Twenty-four plaintiffs filed suit more than six years after FIRREA’s enactment, but less than six years after the OTS regulations took effect. For this group, defendant can win its motion to dismiss only if it convinces the court that plaintiffs’ claims became ripe on the day the statute was enacted, thereby triggering the statute of limitations and barring any claim brought more than six years after that day. To do so, defendant must show that, despite the delayed timing of the implementing regulations and agency en*183forcement, FIRREA’s enactment constituted an actual, not merely anticipatory, breach of plaintiffs’ forbearance agreements with the Government.
An anticipatory repudiation “occurs when an obligor communicates to an obligee that the obligor will commit a breach in the future.” Kinsey v. United States, 852 F.2d 556, 558 (Fed.Cir.1988). If FIRREA’s enactment constituted a breach that was solely anticipatory, then plaintiffs’ claims did not accrue until some subsequent action by OTS brought about an actual breach. When a party to a contract is faced with an anticipatory repudiation, “[t]he aggrieved party is entitled to sue either when the anticipatory repudiation occurs or at the later time for performance under the contract.” Calvin W. Corman, Limitation of Actions § 7.2.1 (1991). So while he may sue, his decision to postpone suit until an actual breach occurs cannot be penalized through the running of the statute of limitations, for his claim has not legally accrued. As courts have recognized, at some point a largely anticipatory breach may be sufficiently “actual” to trigger the statute of limitations: “If, however, the breach is not wholly anticipatory because it involves some contractual nonperformance, the statute of limitations begins to run immediately.” Kinsey, 852 F.2d at 558. Unless the enactment of FIRREA entailed, in itself, some contractual nonperformance, it was merely an anticipatory repudiation and cannot serve as the trigger point for the statute of limitations.

#### [AVAILABLE DATA]

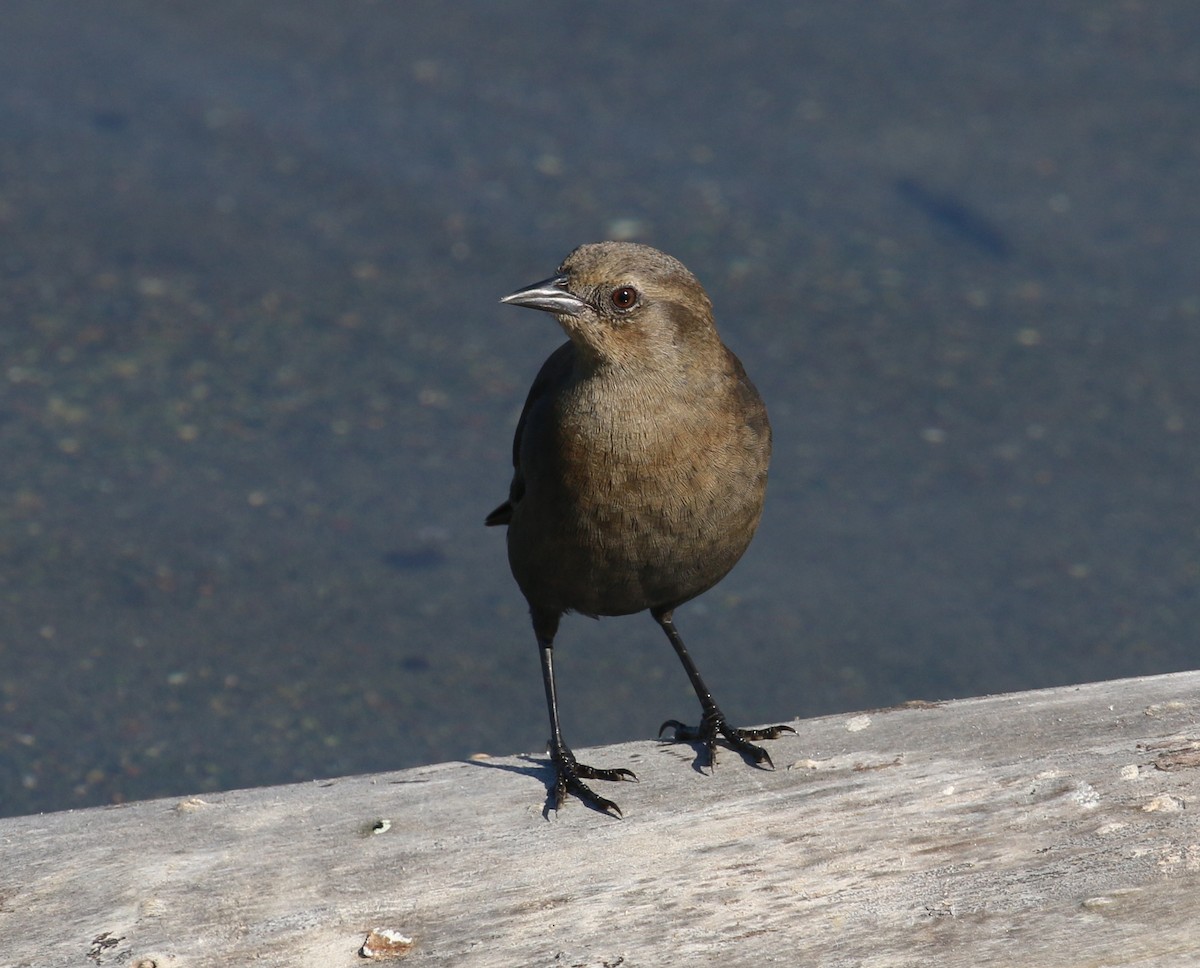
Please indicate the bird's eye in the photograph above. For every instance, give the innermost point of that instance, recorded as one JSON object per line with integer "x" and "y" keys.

#### [TASK DIRECTIONS]
Using the opinion excerpt, explain in one to three sentences why a party who delays suit after an anticipatory repudiation until an actual breach occurs cannot be penalized by the statute of limitations.

#### [OUTPUT FOR THIS TASK]
Faced with an anticipatory repudiation, the aggrieved party may sue either when the repudiation occurs or later, at the time set for performance under the contract. Until an actual breach occurs, the claim has not legally accrued, so the statute of limitations does not run against it.